■ WHAT IS BEING ASKED
Could you turn every line of the rows below into a JSON array of strings, one string per line, with blank lines dropped?

■ GIVEN RECORDS
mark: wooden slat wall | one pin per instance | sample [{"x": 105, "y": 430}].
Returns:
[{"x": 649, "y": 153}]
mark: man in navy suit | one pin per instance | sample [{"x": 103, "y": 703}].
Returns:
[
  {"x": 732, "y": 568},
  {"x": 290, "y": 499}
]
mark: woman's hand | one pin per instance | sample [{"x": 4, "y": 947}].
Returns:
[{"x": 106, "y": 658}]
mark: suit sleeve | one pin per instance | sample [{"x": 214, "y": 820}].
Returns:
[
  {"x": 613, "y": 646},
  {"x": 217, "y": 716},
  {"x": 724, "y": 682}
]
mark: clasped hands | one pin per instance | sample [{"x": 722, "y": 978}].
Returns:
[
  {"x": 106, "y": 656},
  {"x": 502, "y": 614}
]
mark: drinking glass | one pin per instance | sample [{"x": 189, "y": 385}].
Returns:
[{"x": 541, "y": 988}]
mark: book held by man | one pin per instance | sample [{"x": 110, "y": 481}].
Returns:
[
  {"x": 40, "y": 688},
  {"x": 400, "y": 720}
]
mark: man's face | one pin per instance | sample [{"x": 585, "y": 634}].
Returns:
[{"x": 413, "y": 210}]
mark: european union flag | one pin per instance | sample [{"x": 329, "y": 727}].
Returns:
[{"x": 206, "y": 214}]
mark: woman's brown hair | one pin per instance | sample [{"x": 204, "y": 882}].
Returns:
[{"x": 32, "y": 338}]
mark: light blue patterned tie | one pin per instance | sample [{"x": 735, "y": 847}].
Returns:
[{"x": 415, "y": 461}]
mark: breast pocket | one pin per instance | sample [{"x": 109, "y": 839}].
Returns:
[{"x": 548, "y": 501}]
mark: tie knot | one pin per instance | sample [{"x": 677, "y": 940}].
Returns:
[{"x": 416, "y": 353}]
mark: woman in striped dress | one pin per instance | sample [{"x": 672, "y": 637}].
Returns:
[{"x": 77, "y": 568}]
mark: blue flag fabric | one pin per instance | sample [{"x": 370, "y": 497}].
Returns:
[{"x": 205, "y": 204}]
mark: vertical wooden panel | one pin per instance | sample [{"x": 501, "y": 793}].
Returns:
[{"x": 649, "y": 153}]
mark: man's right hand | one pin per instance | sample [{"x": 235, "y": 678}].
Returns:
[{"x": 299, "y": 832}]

■ REPLY
[
  "mark: wooden slat wall | one pin per instance | sample [{\"x\": 105, \"y\": 430}].",
  "Returns:",
  "[{\"x\": 649, \"y\": 153}]",
  "mark: man in navy suit | one pin per instance | sample [{\"x\": 103, \"y\": 703}].",
  "Returns:",
  "[",
  "  {\"x\": 732, \"y\": 568},",
  "  {\"x\": 290, \"y\": 499}",
  "]",
  "mark: woman's hand | one pin per instance | sample [{\"x\": 4, \"y\": 947}].",
  "Returns:",
  "[{\"x\": 106, \"y\": 658}]",
  "mark: suit sleeve | one pin per instance | sample [{\"x\": 214, \"y\": 820}].",
  "Returns:",
  "[",
  "  {\"x\": 613, \"y\": 646},",
  "  {\"x\": 217, \"y\": 716},",
  "  {\"x\": 724, \"y\": 682}",
  "]",
  "mark: clasped hands | one pin per instance | sample [{\"x\": 722, \"y\": 978}].",
  "Returns:",
  "[",
  "  {\"x\": 106, \"y\": 656},",
  "  {\"x\": 502, \"y\": 614}",
  "]",
  "mark: drinking glass | one pin per instance | sample [{\"x\": 189, \"y\": 385}].",
  "Returns:",
  "[{\"x\": 541, \"y\": 988}]",
  "mark: book held by man | one pin per instance | sample [{\"x\": 110, \"y\": 481}].",
  "Returns:",
  "[",
  "  {\"x\": 40, \"y\": 688},",
  "  {\"x\": 400, \"y\": 720}",
  "]",
  "mark: man's face | one pin per instance | sample [{\"x\": 585, \"y\": 634}].",
  "Returns:",
  "[{\"x\": 413, \"y\": 210}]",
  "mark: european union flag | one pin per instance | sample [{\"x\": 329, \"y\": 727}].",
  "Returns:",
  "[{\"x\": 206, \"y\": 214}]",
  "mark: woman's brown hair | one pin per instance | sample [{\"x\": 204, \"y\": 882}].",
  "Returns:",
  "[{\"x\": 32, \"y\": 338}]",
  "mark: light blue patterned tie | one pin per instance | sample [{\"x\": 735, \"y\": 847}].",
  "Returns:",
  "[{\"x\": 415, \"y\": 461}]",
  "mark: breast pocket | one pin per instance | sample [{\"x\": 109, \"y\": 839}].",
  "Returns:",
  "[{\"x\": 548, \"y\": 501}]",
  "mark: tie knot | one pin per instance | sample [{\"x\": 677, \"y\": 940}].",
  "Returns:",
  "[{\"x\": 416, \"y\": 353}]",
  "mark: woman in striped dress | one pin per instance | sample [{\"x\": 672, \"y\": 637}].",
  "Returns:",
  "[{\"x\": 77, \"y\": 568}]",
  "mark: blue flag fabric | one pin per instance | sample [{\"x\": 370, \"y\": 497}].",
  "Returns:",
  "[{\"x\": 205, \"y\": 204}]",
  "mark: vertical wooden panel | one pin per instance | sample [{\"x\": 501, \"y\": 793}].",
  "Returns:",
  "[{\"x\": 649, \"y\": 153}]",
  "mark: man's right hand | one pin per instance | sample [{\"x\": 235, \"y\": 678}].",
  "Returns:",
  "[{\"x\": 299, \"y\": 832}]"
]